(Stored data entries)
= = =
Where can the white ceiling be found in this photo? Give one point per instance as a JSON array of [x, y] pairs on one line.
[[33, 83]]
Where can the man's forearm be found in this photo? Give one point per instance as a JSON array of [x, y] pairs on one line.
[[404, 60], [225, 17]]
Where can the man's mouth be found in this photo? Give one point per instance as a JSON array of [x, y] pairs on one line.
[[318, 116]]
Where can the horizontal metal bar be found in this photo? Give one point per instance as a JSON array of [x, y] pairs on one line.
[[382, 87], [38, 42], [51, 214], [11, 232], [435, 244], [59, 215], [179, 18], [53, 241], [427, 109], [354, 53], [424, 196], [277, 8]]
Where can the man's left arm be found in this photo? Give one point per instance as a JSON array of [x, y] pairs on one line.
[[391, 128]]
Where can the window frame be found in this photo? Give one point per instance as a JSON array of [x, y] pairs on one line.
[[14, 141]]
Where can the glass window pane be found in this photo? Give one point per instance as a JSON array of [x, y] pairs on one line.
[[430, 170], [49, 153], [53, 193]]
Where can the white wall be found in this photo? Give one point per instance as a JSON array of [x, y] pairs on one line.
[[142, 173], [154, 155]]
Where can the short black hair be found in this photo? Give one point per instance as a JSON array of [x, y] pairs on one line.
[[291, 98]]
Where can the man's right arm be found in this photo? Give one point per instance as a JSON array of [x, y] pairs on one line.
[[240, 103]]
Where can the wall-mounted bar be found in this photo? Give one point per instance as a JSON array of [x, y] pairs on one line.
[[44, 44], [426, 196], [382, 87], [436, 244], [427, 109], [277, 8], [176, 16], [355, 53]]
= = =
## THE TASK
Take the line with "Where can the white wall" and every line after it in the data, and please reproduce them exactly, leaving out all other lines.

## YOUR RESPONSE
Where can the white wall be found in this photo? Give one point per instance as a JSON array of [x, y] pairs on one line.
[[142, 173], [154, 155]]
Where can the short black hair be found in this photo? Give one point per instance as a JSON array of [x, y] pairs on one line.
[[291, 98]]
Where can the man's right arm be found in this photo? Give one point per instance as a JSON array of [x, y] pairs on one line.
[[240, 103]]
Where can the wall-mounted bar be found in this photo? Give one point per instance as a JSON array of [x, y] pairs on one line.
[[44, 44], [426, 196], [382, 87], [436, 244], [427, 109], [277, 8], [176, 16], [355, 53]]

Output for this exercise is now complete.